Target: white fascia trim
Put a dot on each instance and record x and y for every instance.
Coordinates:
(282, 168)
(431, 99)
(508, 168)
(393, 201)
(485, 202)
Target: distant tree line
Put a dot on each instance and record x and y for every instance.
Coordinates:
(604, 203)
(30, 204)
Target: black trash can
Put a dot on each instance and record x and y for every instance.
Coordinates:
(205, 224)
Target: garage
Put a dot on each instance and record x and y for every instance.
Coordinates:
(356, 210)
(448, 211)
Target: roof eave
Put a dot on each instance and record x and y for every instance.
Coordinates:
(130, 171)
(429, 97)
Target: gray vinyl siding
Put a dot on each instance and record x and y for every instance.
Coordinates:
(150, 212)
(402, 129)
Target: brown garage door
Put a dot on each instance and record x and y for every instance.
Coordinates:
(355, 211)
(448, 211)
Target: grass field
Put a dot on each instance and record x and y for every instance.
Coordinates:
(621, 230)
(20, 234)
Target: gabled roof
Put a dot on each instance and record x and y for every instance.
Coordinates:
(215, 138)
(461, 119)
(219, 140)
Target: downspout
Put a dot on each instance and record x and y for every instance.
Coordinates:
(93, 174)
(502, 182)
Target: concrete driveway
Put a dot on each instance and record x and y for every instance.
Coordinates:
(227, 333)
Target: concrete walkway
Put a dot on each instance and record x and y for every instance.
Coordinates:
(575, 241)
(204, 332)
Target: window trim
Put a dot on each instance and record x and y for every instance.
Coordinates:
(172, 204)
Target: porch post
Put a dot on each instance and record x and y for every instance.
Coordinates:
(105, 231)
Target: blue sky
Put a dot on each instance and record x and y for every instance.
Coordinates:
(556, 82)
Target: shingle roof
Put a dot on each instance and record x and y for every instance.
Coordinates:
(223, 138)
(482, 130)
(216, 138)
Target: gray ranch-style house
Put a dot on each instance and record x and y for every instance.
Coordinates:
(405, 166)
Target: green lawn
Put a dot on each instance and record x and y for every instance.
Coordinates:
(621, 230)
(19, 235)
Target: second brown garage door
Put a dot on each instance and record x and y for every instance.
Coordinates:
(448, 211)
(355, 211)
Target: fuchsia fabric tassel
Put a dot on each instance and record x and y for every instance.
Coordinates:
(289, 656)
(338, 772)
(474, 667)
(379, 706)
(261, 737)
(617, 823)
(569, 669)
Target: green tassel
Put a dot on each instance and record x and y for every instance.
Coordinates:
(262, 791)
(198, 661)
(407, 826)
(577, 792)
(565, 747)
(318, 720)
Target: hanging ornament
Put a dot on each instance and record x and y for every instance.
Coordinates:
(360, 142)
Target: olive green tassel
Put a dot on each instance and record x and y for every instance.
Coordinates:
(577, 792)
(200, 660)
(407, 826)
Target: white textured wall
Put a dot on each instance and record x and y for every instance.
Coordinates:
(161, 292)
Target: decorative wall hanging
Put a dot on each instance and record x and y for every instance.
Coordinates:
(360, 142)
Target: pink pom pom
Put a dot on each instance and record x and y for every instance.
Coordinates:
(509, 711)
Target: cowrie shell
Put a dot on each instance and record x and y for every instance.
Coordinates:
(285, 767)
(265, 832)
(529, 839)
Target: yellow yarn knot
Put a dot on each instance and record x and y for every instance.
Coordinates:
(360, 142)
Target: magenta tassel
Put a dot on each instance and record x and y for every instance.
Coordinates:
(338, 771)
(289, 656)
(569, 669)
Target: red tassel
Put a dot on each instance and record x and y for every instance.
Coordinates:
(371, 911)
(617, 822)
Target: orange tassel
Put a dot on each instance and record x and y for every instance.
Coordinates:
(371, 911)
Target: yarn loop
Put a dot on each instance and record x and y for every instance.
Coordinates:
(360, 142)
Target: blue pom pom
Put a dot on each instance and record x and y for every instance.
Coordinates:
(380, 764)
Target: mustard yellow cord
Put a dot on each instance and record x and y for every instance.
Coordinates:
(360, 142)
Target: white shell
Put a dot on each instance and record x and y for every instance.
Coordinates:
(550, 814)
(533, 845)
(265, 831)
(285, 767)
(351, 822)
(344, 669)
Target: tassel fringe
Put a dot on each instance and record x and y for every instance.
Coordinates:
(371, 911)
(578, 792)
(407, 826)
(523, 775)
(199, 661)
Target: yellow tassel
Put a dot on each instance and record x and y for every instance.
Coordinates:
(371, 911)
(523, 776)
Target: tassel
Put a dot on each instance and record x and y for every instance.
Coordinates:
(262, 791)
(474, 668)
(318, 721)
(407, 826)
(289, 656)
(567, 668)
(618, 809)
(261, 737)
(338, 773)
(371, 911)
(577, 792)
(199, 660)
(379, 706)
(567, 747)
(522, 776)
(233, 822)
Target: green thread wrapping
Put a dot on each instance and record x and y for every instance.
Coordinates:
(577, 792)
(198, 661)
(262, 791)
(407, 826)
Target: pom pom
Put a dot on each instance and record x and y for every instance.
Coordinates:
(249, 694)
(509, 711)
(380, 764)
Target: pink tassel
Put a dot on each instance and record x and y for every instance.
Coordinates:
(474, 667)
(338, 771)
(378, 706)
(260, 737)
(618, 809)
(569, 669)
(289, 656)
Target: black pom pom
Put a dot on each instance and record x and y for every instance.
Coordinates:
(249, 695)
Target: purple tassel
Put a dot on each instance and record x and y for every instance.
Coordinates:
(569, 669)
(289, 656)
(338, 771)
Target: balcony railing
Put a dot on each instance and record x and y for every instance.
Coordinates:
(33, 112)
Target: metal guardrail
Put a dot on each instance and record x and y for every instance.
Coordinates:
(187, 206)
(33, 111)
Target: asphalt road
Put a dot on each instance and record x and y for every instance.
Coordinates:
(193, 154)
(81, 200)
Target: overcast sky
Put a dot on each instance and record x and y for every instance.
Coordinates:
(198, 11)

=====

Requirements
Set down the listing above in full, please, exactly as it appears.

Answer to this exercise
Target: white fascia trim
Put a dot on each instance and record x and y for every instance.
Coordinates:
(282, 168)
(431, 99)
(508, 168)
(393, 201)
(485, 202)
Target: distant tree line
Put a dot on each instance and record x and y for every instance.
Coordinates:
(604, 203)
(30, 204)
Target: black trash can
Put a dot on each instance and record x and y for every instance.
Coordinates:
(205, 224)
Target: garage
Put a dot on each instance and record x and y for every instance.
Coordinates:
(356, 210)
(448, 211)
Target: roof eave
Put a dot on each instance and record x and y for every instance.
Coordinates:
(130, 171)
(429, 97)
Target: gray vinyl siding
Put a dot on each instance and record x and y for every instance.
Coordinates:
(150, 212)
(402, 129)
Target: brown garage door
Put a dot on each instance and record x and y for every instance.
Coordinates:
(355, 211)
(448, 211)
Target: grass field
Put a dot on each instance and record x and y for every instance.
Coordinates:
(621, 230)
(20, 234)
Target: gabled roof
Put a dot on each instance and record x and y for every instance.
Coordinates:
(215, 138)
(461, 119)
(219, 140)
Target: downspout
Put a dot on each instance and record x and y for every instance.
Coordinates:
(93, 174)
(502, 182)
Target: concrete driveway
Put a dot on each instance and record x and y for every instance.
Coordinates:
(227, 333)
Target: concrete walkway
Put a dot on each instance and record x and y for every instance.
Coordinates:
(575, 241)
(204, 332)
Target: window trim
Put a dot on each instance and record x and y for every instance.
Coordinates:
(172, 204)
Target: porch post
Put a dot on each instance and record x and y for every instance.
Coordinates:
(105, 231)
Target: blue sky
Put a dot on each instance and record x and y for every instance.
Coordinates:
(556, 82)
Target: shingle roof
Put a dot on each instance and record x and y for every instance.
Coordinates:
(223, 138)
(482, 130)
(216, 138)
Target: gray ranch-style house
Put a dot on each instance and record x and y for every instance.
Coordinates:
(405, 166)
Target: green lawn
Put a dot on each instance and record x and y for every instance.
Coordinates:
(621, 230)
(19, 235)
Target: second brown garage door
Put a dot on each instance and record x and y for every instance.
Coordinates:
(448, 211)
(355, 211)
Target: fuchsia fabric tassel
Put a dot on each instance and record x and y for every instance.
Coordinates:
(289, 656)
(338, 772)
(474, 667)
(379, 706)
(261, 737)
(617, 823)
(569, 669)
Target: green tassel
Put a dot on each instance and record x and y for every instance.
Coordinates:
(262, 791)
(198, 661)
(407, 826)
(577, 792)
(565, 747)
(318, 720)
Target: hanging ornament
Put a dot on each instance and record x and y for every instance.
Coordinates:
(360, 142)
Target: olive green tassel
Put a dot on each instance and record x and y for every instance.
Coordinates:
(577, 792)
(200, 660)
(407, 826)
Target: white textured wall
Put a dot on each instance and record x and y for every instance.
Coordinates:
(161, 292)
Target: decorative wall hanging
Put a dot on each instance and record x and y for every instance.
Coordinates:
(360, 142)
Target: pink pom pom
Put a dot on each instance and record x and y for every instance.
Coordinates:
(509, 711)
Target: cowrie shell
Put a dot on each instance and record x and y for every instance.
Coordinates:
(285, 767)
(265, 832)
(529, 839)
Target: yellow yarn knot
Put a dot on each instance and record x and y for every instance.
Coordinates:
(360, 142)
Target: magenta tassel
Put a dot on each instance and record x and y for every instance.
Coordinates:
(338, 771)
(289, 656)
(569, 669)
Target: red tassel
Put a dot on each instance and record x and y for every instance.
Coordinates:
(371, 911)
(617, 822)
Target: orange tassel
Put a dot on each instance and record x and y for every instance.
Coordinates:
(371, 911)
Target: yarn loop
Put a dot on each instance and record x and y for every instance.
Coordinates:
(360, 142)
Target: blue pom pom
Put a dot on each instance and record x and y for every instance.
Coordinates:
(380, 764)
Target: mustard yellow cord
Put a dot on each instance and record x and y for every instance.
Coordinates:
(360, 142)
Target: white shell
Put a dot on each instance and record x and y for every instance.
Coordinates:
(550, 814)
(533, 845)
(265, 831)
(285, 767)
(351, 822)
(344, 669)
Target: tassel fringe
Put a dot on each instance and record x and y for every instance.
Coordinates:
(371, 911)
(578, 792)
(407, 826)
(523, 775)
(199, 661)
Target: yellow tassel
Put a dot on each instance and record x and y for every instance.
Coordinates:
(371, 911)
(523, 776)
Target: tassel
Put a dot on each instance and record x and y for every instance.
Coordinates:
(262, 791)
(474, 668)
(318, 721)
(407, 826)
(289, 656)
(567, 668)
(618, 809)
(261, 737)
(338, 773)
(371, 911)
(577, 792)
(199, 660)
(379, 706)
(567, 747)
(522, 776)
(233, 822)
Target: green thread wrapping
Put a dot on each instance and record x and y for every instance.
Coordinates:
(577, 792)
(198, 661)
(262, 791)
(407, 826)
Target: pom pom
Put a dot on each instance and record x and y for every instance.
Coordinates:
(249, 694)
(509, 711)
(380, 764)
Target: pink tassel
Put a dot on each instance and record x and y for every instance.
Coordinates:
(474, 667)
(338, 771)
(378, 706)
(260, 737)
(618, 809)
(569, 669)
(289, 656)
Target: black pom pom
Put a dot on each instance and record x and y for every instance.
Coordinates:
(249, 695)
Target: purple tassel
Put a dot on each instance and record x and y for every instance.
Coordinates:
(569, 669)
(289, 656)
(338, 771)
Target: balcony railing
Put a dot on each instance and record x and y for every instance.
Coordinates:
(33, 112)
Target: metal guardrail
Put a dot on each instance and record x and y for every instance.
Coordinates:
(187, 206)
(33, 111)
Target: asphalt road
Put a dot on each instance and record x and y for every instance.
Coordinates:
(193, 154)
(81, 200)
Target: overcast sky
Put a dot on each instance and record x and y for every instance.
Coordinates:
(198, 11)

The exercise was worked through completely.